*Exercise instructions*
Render every line of the data items below as a Markdown table with the columns "Row" and "Line", numbering the rows and omitting blank lines. Leave the pictures out of the table.

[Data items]

__________

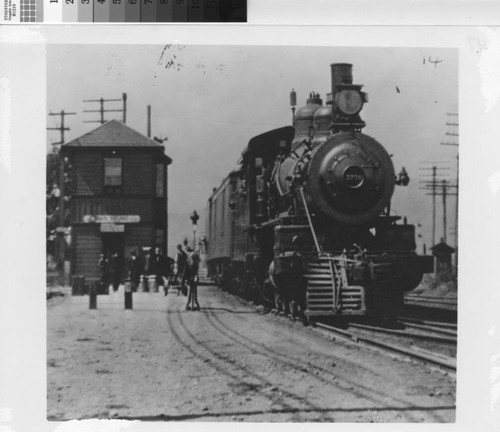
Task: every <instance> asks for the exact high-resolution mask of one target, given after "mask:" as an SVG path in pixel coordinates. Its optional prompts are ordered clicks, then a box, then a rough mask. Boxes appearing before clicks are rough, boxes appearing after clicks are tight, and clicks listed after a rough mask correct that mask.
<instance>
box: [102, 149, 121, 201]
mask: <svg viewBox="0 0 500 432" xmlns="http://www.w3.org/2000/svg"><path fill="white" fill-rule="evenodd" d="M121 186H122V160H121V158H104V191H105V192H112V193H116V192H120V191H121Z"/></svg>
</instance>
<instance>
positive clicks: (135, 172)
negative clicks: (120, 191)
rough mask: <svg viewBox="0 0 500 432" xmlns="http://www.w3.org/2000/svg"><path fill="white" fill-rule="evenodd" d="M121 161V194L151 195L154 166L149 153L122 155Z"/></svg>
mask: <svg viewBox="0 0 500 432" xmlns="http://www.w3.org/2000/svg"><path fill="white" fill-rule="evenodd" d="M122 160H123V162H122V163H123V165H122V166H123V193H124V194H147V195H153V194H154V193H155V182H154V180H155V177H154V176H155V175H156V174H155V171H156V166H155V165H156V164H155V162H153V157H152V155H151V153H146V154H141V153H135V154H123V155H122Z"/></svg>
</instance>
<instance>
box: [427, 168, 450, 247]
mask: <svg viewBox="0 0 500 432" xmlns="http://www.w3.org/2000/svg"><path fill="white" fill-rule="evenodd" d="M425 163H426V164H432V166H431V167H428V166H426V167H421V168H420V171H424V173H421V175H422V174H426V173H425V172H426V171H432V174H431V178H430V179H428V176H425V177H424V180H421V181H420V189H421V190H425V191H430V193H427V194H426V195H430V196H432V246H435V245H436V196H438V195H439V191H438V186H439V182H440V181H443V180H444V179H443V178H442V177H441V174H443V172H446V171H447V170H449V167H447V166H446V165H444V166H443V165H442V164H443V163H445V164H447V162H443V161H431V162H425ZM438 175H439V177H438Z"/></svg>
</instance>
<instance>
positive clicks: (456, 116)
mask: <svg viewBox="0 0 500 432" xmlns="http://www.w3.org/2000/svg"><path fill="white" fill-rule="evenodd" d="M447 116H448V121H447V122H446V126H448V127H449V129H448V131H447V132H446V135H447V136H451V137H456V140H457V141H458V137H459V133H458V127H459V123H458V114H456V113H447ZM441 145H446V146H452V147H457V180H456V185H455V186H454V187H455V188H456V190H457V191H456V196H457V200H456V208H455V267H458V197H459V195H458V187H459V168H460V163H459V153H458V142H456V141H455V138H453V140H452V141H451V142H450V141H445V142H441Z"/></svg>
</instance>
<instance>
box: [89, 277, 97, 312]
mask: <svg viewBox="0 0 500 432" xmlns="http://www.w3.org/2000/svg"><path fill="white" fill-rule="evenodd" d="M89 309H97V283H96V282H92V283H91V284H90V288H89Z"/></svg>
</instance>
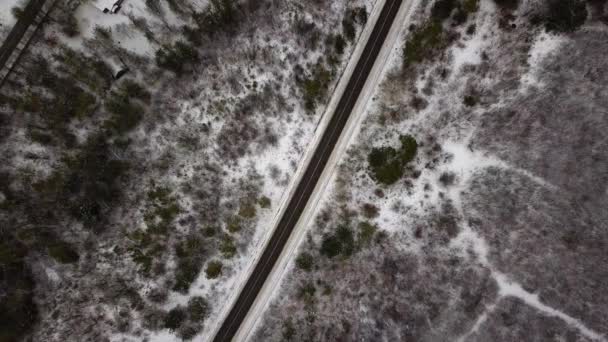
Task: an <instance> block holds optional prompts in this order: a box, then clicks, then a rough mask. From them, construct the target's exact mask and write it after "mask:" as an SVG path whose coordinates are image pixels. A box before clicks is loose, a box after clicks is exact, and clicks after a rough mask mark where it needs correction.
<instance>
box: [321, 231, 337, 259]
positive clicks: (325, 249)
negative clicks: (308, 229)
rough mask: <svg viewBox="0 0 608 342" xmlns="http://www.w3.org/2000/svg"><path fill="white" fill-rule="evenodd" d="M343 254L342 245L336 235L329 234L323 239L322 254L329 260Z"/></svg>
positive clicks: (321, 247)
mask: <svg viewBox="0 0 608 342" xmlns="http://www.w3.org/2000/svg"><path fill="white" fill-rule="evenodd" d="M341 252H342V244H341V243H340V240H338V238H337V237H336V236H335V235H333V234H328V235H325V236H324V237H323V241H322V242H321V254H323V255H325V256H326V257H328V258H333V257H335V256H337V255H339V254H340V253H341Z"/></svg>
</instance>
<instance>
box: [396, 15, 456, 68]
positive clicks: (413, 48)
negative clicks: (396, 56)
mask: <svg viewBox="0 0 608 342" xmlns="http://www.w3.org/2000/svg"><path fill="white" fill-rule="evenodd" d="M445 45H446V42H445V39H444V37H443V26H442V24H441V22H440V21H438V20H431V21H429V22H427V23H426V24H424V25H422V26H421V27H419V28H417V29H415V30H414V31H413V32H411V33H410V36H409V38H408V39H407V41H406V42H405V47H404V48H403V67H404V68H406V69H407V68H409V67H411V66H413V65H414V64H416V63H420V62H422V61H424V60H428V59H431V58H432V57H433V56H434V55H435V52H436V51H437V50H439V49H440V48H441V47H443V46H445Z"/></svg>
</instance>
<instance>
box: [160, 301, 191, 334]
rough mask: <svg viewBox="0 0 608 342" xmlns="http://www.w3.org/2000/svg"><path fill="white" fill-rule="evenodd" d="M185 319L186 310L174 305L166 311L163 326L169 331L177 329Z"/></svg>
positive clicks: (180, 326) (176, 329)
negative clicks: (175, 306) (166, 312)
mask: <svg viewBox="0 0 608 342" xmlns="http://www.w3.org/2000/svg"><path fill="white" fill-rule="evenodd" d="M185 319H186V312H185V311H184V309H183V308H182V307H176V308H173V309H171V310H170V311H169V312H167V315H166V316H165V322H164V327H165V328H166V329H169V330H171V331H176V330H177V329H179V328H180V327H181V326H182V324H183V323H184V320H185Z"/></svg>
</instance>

__________

*Result below*
| Row | Line |
|---|---|
| 1 | Task: every <instance> asks for the exact high-resolution mask of one target, given after "mask:" as an SVG path in pixel coordinates. Its optional prompts are ordered clicks, then a box, then a rough mask. Boxes appearing before clicks are rough, boxes appearing after clicks are tight, and clicks listed after a rough mask correct that mask. |
| 2 | <instance> |
| 3 | box: [102, 149, 121, 201] |
| 4 | mask: <svg viewBox="0 0 500 432" xmlns="http://www.w3.org/2000/svg"><path fill="white" fill-rule="evenodd" d="M121 186H122V160H121V158H104V191H105V192H112V193H116V192H120V191H121Z"/></svg> |
| 5 | </instance> |
| 6 | <instance> |
| 7 | positive clicks: (135, 172) |
| 8 | negative clicks: (120, 191) |
| 9 | rough mask: <svg viewBox="0 0 500 432" xmlns="http://www.w3.org/2000/svg"><path fill="white" fill-rule="evenodd" d="M121 161V194L151 195L154 166L149 153L122 155Z"/></svg> |
| 10 | mask: <svg viewBox="0 0 500 432" xmlns="http://www.w3.org/2000/svg"><path fill="white" fill-rule="evenodd" d="M122 160H123V162H122V163H123V165H122V166H123V193H124V194H147V195H153V194H154V193H155V182H154V180H155V177H154V176H155V175H156V174H155V171H156V166H155V165H156V164H155V162H153V157H152V155H151V153H146V154H141V153H135V154H123V155H122Z"/></svg> |
| 11 | </instance> |
| 12 | <instance> |
| 13 | box: [427, 168, 450, 247] |
| 14 | mask: <svg viewBox="0 0 500 432" xmlns="http://www.w3.org/2000/svg"><path fill="white" fill-rule="evenodd" d="M425 163H426V164H432V166H431V167H428V166H426V167H421V168H420V171H424V173H421V175H422V174H426V173H425V172H426V171H432V174H431V178H430V179H428V176H425V177H424V180H421V181H420V189H421V190H425V191H430V193H427V194H426V195H430V196H432V246H435V245H436V196H438V195H439V191H438V186H439V182H440V181H443V180H444V179H443V178H442V177H441V174H443V172H446V171H447V170H449V167H447V166H446V165H444V166H443V165H442V164H443V163H445V164H447V162H443V161H431V162H425ZM438 175H439V177H438Z"/></svg> |
| 15 | </instance> |
| 16 | <instance> |
| 17 | positive clicks: (456, 116) |
| 18 | mask: <svg viewBox="0 0 500 432" xmlns="http://www.w3.org/2000/svg"><path fill="white" fill-rule="evenodd" d="M447 116H448V121H447V122H446V126H448V127H449V129H448V131H447V132H446V135H447V136H451V137H456V140H457V141H458V137H459V133H458V127H459V123H458V114H456V113H447ZM441 145H446V146H452V147H457V180H456V185H455V186H454V187H455V188H456V190H457V191H456V196H457V200H456V208H455V267H458V197H459V195H458V187H459V168H460V163H459V153H458V142H456V141H455V138H453V140H452V141H451V142H450V141H445V142H441Z"/></svg> |
| 19 | </instance> |
| 20 | <instance> |
| 21 | box: [89, 277, 97, 312] |
| 22 | mask: <svg viewBox="0 0 500 432" xmlns="http://www.w3.org/2000/svg"><path fill="white" fill-rule="evenodd" d="M89 309H97V283H96V282H92V283H91V284H90V288H89Z"/></svg> |
| 23 | </instance> |
| 24 | Task: an <instance> block holds optional prompts in this order: a box, then clicks, then a rough mask. From them, construct the target's exact mask and write it after "mask:" as an SVG path whose coordinates are image pixels. A box before clicks is loose, a box after clicks is exact, and clicks after a rough mask mark where it needs correction. |
| 25 | <instance> |
| 26 | box: [321, 231, 337, 259] |
| 27 | positive clicks: (325, 249) |
| 28 | negative clicks: (308, 229) |
| 29 | rough mask: <svg viewBox="0 0 608 342" xmlns="http://www.w3.org/2000/svg"><path fill="white" fill-rule="evenodd" d="M343 254L342 245L336 235L329 234L323 239L322 254L329 260Z"/></svg> |
| 30 | positive clicks: (321, 247) |
| 31 | mask: <svg viewBox="0 0 608 342" xmlns="http://www.w3.org/2000/svg"><path fill="white" fill-rule="evenodd" d="M341 252H342V244H341V243H340V240H338V238H337V237H336V236H335V235H333V234H328V235H325V236H324V237H323V241H322V242H321V254H323V255H325V256H326V257H328V258H333V257H335V256H337V255H339V254H340V253H341Z"/></svg> |
| 32 | </instance> |
| 33 | <instance> |
| 34 | box: [396, 15, 456, 68] |
| 35 | positive clicks: (413, 48) |
| 36 | negative clicks: (396, 56) |
| 37 | mask: <svg viewBox="0 0 608 342" xmlns="http://www.w3.org/2000/svg"><path fill="white" fill-rule="evenodd" d="M445 45H446V42H445V39H444V37H443V26H442V24H441V22H440V21H438V20H431V21H429V22H427V23H426V24H424V25H422V26H421V27H419V28H417V29H415V30H414V31H413V32H411V33H410V36H409V38H408V39H407V41H406V42H405V47H404V48H403V67H404V68H406V69H407V68H409V67H411V66H413V65H414V64H416V63H420V62H422V61H424V60H428V59H431V58H432V57H433V56H434V55H435V52H436V51H437V50H439V49H440V48H441V47H443V46H445Z"/></svg> |
| 38 | </instance> |
| 39 | <instance> |
| 40 | box: [160, 301, 191, 334] |
| 41 | rough mask: <svg viewBox="0 0 608 342" xmlns="http://www.w3.org/2000/svg"><path fill="white" fill-rule="evenodd" d="M185 319L186 310L174 305L166 311L163 326L169 331L177 329Z"/></svg> |
| 42 | positive clicks: (180, 326) (176, 329) |
| 43 | negative clicks: (175, 306) (166, 312) |
| 44 | mask: <svg viewBox="0 0 608 342" xmlns="http://www.w3.org/2000/svg"><path fill="white" fill-rule="evenodd" d="M185 319H186V312H185V311H184V309H183V308H182V307H176V308H173V309H171V310H170V311H169V312H167V315H166V316H165V322H164V327H165V328H166V329H169V330H171V331H176V330H177V329H179V328H180V327H181V326H182V324H183V323H184V320H185Z"/></svg> |
| 45 | </instance> |